Just something I've been thinking about...
Let's say we have 2 guys, patient A and patient B. Both of them want to do 6cm on femurs.
Patient A lengthens at a relatively fast rate of 1.5mm a day, and is done with his lengthening in 40 days. Patient B lengthens at a slow rate of 0.75mm a day, and is thus done in 80 days.
Does that actually mean, all things equal (i.e. assuming patient A doesn't have complications from lengthening too quickly, and patient B doesn't suffer pre-consolidation from lengthening too slowly) that patient A will have a 'full recovery' 40 days faster? I'm not sure it does.
We know that bone is growing during the lengthening period, which is why we all get checkups every few weeks to see how it's going on that end. My theory is that, regardless of the rate of lengthening, the 'total time to a full recovery' is going to be about the same with these 2 patients. True, patient A starts the consolidation phase 40 days earlier, but at the 41st day, he still only has the same bone growth as patient B. From day 41-80 (i.e. A's consolidation, B's lengthening) it's true enough A will have bone growth, but surely so will B, it's just B hasn't finished lengthening yet but when he does, he'll likely have a 40 days shorter consolidation period than A, as he grew more bone during his lengthening phase whereas A grew more during the consolidation phase.

Items listed in a dataset:

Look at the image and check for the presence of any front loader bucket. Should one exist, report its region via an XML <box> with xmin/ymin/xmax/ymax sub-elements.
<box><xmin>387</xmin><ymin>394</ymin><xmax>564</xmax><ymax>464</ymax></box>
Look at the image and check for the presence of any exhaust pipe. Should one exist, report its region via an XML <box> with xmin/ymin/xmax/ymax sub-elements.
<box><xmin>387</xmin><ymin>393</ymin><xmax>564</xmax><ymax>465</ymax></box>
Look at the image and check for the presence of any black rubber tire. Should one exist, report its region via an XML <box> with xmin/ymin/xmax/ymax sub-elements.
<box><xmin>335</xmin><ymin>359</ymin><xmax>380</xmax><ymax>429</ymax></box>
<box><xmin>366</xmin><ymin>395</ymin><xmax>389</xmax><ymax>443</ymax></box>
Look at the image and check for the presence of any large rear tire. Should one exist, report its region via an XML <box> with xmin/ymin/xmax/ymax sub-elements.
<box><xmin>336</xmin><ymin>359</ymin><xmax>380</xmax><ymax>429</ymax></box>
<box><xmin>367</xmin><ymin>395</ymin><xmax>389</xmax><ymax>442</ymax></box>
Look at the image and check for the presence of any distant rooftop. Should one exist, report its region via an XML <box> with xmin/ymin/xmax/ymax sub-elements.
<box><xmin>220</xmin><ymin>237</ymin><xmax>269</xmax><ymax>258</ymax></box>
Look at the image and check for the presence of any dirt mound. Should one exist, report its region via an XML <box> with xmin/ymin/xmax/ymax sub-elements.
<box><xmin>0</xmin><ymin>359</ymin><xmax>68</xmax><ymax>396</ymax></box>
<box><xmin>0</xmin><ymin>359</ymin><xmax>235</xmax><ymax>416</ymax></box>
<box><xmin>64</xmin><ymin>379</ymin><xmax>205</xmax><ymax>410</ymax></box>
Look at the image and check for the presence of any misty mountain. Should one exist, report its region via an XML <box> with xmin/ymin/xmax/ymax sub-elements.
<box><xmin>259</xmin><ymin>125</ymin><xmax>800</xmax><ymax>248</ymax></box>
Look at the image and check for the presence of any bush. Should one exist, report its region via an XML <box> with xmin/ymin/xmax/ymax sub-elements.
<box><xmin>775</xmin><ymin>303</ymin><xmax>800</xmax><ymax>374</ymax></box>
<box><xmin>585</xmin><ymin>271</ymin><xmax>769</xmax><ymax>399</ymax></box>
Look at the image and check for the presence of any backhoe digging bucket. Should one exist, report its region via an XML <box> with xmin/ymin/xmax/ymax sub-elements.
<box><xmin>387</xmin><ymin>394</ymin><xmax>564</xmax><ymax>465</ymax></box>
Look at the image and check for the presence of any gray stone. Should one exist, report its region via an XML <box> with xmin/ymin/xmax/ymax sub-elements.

## What to do
Echo the limb-lengthening post word for word, starting with "Patient A lengthens" and going on through "sure it does.".

## Answer to the problem
Patient A lengthens at a relatively fast rate of 1.5mm a day, and is done with his lengthening in 40 days. Patient B lengthens at a slow rate of 0.75mm a day, and is thus done in 80 days.
Does that actually mean, all things equal (i.e. assuming patient A doesn't have complications from lengthening too quickly, and patient B doesn't suffer pre-consolidation from lengthening too slowly) that patient A will have a 'full recovery' 40 days faster? I'm not sure it does.